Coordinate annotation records
:::::
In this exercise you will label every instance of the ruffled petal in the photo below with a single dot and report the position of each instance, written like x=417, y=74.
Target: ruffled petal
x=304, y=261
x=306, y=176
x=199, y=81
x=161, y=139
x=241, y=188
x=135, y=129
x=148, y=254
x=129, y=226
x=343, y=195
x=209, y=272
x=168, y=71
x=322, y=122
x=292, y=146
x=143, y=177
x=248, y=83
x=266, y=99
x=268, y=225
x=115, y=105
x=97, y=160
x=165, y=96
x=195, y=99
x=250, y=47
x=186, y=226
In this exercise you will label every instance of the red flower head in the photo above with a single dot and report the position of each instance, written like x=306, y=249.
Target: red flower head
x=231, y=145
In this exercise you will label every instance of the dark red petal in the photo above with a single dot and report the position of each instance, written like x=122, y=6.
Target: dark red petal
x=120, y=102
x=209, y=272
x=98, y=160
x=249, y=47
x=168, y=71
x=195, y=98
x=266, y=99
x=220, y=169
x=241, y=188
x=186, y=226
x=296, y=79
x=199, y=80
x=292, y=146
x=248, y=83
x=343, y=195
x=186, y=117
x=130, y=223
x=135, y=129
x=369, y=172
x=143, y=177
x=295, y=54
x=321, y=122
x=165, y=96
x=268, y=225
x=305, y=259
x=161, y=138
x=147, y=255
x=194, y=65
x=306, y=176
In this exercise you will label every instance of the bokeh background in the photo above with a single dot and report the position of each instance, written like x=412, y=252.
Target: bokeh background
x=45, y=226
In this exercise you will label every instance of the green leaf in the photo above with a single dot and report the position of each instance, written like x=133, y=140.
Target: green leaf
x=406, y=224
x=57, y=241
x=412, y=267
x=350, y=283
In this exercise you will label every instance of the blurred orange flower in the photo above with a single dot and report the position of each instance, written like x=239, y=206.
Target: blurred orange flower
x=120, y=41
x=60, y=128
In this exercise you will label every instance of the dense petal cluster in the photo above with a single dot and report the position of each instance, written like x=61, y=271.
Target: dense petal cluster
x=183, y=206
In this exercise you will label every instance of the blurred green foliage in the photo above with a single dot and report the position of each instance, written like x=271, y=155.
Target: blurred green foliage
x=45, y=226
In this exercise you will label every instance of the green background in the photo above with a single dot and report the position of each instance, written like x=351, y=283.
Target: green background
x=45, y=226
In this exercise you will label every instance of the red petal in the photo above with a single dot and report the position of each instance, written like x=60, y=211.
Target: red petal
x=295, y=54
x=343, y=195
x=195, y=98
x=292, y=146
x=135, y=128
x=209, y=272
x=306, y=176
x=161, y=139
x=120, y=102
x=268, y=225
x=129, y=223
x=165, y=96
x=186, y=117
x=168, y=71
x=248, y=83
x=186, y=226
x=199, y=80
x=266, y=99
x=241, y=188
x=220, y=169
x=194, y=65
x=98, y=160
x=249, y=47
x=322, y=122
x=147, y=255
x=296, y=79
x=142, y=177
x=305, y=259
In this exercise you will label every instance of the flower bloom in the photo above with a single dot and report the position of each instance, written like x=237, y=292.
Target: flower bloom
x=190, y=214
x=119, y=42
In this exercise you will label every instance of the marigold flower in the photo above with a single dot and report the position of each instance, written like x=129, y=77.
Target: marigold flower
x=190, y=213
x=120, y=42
:::::
§ WORK REQUIRED:
Put the lines from the one containing "In this exercise you will label every instance of the dark" through the one containing "x=350, y=283", both included, into a JSON list of strings with one string per line and no blank lines.

§ WRITTEN SOLUTION:
[
  "In this exercise you will label every instance of the dark red petal in the photo above with a single dot and report the position of each instance, written like x=122, y=6.",
  "Target: dark red petal",
  "x=120, y=102",
  "x=209, y=272",
  "x=98, y=160",
  "x=249, y=47",
  "x=168, y=71",
  "x=195, y=98",
  "x=266, y=99",
  "x=220, y=169",
  "x=241, y=188",
  "x=186, y=226",
  "x=296, y=79",
  "x=199, y=80",
  "x=292, y=146",
  "x=248, y=83",
  "x=343, y=195",
  "x=186, y=117",
  "x=130, y=223",
  "x=135, y=129",
  "x=369, y=172",
  "x=143, y=177",
  "x=295, y=54",
  "x=321, y=122",
  "x=165, y=96",
  "x=268, y=225",
  "x=305, y=259",
  "x=161, y=138",
  "x=147, y=255",
  "x=194, y=65",
  "x=306, y=176",
  "In this exercise you will label every instance of the bokeh background in the photo above with a single dot and report the position of each instance, written like x=412, y=252.",
  "Target: bokeh background",
  "x=45, y=226",
  "In this exercise you will label every instance of the green leaf in the photo above with a single dot and report the position of each instance, written like x=133, y=140.",
  "Target: green leaf",
  "x=406, y=224",
  "x=57, y=241",
  "x=412, y=267",
  "x=350, y=283"
]